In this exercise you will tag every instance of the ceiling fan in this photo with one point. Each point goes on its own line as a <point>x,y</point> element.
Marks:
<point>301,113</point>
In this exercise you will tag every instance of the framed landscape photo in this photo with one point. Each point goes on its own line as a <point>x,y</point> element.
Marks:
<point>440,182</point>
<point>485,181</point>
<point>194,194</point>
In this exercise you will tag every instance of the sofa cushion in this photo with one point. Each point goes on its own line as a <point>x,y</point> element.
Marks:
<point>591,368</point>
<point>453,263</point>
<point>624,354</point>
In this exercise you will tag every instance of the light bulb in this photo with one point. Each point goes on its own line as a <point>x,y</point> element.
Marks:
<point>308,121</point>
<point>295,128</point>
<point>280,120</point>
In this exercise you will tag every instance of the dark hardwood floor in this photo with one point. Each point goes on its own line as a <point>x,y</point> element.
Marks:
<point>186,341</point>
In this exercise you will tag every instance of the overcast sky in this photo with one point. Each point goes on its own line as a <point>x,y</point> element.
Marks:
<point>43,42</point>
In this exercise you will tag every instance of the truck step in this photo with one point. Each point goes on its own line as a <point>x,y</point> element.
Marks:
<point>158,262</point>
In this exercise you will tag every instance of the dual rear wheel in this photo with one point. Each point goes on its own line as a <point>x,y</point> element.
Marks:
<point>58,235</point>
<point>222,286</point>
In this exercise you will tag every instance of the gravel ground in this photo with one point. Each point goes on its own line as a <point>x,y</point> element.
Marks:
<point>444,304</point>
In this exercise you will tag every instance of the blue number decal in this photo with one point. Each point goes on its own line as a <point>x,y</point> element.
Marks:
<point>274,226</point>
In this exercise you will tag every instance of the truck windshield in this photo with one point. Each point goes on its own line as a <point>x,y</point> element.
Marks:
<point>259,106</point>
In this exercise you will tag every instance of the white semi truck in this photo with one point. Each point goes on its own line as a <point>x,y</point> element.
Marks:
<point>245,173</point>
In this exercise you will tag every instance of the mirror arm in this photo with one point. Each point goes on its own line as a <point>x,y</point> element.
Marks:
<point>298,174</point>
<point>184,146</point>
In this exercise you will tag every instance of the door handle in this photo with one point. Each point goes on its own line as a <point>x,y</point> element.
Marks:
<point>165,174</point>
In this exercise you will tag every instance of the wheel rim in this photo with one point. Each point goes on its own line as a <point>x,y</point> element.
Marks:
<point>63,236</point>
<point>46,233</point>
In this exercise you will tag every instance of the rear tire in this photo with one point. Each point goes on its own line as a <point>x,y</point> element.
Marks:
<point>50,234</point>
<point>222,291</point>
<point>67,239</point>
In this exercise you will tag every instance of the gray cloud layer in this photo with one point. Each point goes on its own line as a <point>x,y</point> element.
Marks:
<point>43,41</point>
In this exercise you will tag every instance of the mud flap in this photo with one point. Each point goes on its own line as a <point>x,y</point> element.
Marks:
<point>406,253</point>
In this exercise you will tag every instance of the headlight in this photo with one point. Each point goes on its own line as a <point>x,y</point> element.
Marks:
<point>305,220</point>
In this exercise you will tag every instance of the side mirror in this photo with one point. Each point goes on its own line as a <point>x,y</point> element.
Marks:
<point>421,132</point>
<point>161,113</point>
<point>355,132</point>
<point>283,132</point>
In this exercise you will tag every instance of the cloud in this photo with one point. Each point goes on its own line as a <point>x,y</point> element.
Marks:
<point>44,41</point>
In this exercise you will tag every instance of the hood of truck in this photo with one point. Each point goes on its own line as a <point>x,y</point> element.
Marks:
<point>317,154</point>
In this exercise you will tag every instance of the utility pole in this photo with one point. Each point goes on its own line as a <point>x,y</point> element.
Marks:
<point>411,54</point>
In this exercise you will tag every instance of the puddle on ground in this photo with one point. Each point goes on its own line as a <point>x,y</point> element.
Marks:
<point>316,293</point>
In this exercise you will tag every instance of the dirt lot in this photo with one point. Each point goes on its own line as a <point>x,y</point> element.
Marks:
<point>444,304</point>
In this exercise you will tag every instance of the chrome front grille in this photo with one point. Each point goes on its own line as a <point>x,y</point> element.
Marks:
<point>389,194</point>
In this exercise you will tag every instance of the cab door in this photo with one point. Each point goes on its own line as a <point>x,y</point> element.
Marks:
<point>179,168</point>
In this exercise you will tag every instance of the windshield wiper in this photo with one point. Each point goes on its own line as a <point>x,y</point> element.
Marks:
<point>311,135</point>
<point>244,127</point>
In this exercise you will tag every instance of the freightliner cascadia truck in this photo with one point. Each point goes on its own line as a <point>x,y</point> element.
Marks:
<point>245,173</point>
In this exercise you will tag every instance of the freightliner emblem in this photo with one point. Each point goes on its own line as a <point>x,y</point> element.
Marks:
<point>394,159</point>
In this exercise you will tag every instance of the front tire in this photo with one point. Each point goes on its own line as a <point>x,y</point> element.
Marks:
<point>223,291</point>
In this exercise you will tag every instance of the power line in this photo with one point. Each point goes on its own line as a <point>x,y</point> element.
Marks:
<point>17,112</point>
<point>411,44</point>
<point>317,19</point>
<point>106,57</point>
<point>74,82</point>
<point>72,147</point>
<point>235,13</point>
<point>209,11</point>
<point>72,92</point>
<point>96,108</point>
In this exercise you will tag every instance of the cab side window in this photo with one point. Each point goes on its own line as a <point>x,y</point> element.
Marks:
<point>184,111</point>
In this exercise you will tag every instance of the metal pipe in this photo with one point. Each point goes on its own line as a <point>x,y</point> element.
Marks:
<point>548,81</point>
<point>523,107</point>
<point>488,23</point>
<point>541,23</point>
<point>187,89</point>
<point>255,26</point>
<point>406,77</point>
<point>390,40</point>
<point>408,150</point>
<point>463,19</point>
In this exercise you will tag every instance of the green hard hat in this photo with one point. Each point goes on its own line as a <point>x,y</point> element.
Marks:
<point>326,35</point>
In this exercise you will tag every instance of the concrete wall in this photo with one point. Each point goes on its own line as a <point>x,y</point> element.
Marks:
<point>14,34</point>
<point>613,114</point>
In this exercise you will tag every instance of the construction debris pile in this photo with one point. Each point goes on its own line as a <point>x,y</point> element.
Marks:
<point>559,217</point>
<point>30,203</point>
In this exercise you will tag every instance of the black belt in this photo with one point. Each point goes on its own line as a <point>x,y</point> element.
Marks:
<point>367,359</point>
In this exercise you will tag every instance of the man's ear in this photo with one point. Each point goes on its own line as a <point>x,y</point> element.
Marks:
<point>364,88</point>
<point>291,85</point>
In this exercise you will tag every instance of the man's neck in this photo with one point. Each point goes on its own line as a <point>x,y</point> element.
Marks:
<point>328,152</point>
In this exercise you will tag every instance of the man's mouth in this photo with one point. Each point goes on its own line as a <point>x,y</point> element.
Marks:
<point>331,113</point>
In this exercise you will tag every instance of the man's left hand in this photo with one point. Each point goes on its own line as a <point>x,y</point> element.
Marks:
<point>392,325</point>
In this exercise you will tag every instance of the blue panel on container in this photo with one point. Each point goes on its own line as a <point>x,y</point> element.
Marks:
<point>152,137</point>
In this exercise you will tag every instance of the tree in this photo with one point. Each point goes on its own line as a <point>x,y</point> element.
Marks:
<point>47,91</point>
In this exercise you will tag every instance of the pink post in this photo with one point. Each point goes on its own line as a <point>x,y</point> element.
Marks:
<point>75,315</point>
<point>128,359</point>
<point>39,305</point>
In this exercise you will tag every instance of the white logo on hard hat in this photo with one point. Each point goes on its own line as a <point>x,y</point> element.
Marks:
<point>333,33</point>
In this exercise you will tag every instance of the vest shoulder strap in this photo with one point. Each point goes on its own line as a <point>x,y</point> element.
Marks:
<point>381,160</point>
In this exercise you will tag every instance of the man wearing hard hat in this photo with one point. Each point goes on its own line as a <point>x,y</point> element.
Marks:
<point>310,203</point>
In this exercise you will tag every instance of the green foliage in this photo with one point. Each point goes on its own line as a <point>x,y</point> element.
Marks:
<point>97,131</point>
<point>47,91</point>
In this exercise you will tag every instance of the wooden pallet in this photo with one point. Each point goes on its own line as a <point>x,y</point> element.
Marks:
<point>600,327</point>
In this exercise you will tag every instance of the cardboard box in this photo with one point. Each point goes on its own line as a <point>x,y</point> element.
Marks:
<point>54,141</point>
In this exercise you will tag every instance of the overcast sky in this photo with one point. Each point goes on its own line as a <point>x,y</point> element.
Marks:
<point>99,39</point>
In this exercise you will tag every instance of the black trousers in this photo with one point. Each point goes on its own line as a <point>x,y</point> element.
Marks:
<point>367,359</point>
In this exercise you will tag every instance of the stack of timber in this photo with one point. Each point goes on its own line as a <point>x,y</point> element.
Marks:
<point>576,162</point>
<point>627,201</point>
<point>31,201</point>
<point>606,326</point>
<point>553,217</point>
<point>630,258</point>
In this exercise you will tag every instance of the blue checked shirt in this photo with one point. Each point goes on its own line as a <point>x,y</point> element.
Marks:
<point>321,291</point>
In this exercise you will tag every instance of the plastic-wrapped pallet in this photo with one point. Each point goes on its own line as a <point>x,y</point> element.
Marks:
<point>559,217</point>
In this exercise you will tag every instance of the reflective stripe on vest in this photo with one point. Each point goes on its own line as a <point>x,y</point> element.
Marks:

### STATED TASK
Reproduce the items between the lines holding "In this exercise you will tag every instance of the puddle" and "<point>96,108</point>", inclusive, substituting "Labels" for each occurrence of "Marks" and leaving every other part unchanged.

### ANSWER TO THIS TASK
In this exercise you will tag every instance of the puddle on ground in this photo with one point. Each point goes on its own line as a <point>x,y</point> element.
Labels:
<point>316,293</point>
In this exercise you will tag every instance of the dirt lot in this photo with one point. Each point goes on its own line as a <point>x,y</point> element.
Labels:
<point>444,304</point>
In this exercise you will tag every instance of the chrome front grille in this photo with one point. Each point goes on its own line as a <point>x,y</point> element.
Labels:
<point>389,194</point>
In this exercise you will tag every instance of the cab door in this photo with one point. Each point goes on its own line as a <point>x,y</point> element.
Labels:
<point>179,168</point>
In this exercise you will tag every instance of the windshield wiper in this photo with one point. Each point goes on its own line as a <point>x,y</point> element.
Labels:
<point>311,135</point>
<point>244,127</point>
In this exercise you will tag every instance of the freightliner cascadia truck in this photo with one point. Each point goes on its own line as a <point>x,y</point> element.
Labels:
<point>245,173</point>
In this exercise you will tag every instance of the freightliner emblem in this photo with one point. Each point goes on its own line as a <point>x,y</point> element.
Labels:
<point>394,159</point>
In this exercise you will tag every instance of the front tire in this photo with one point. Each point goes on its own line as a <point>x,y</point> element.
Labels:
<point>223,291</point>
In this exercise you will tag every instance of the power line in this photo with one point. Each point goes on its own line as a <point>x,y</point> element.
Labels:
<point>17,112</point>
<point>411,44</point>
<point>317,19</point>
<point>106,57</point>
<point>74,82</point>
<point>72,147</point>
<point>235,13</point>
<point>209,11</point>
<point>72,92</point>
<point>96,108</point>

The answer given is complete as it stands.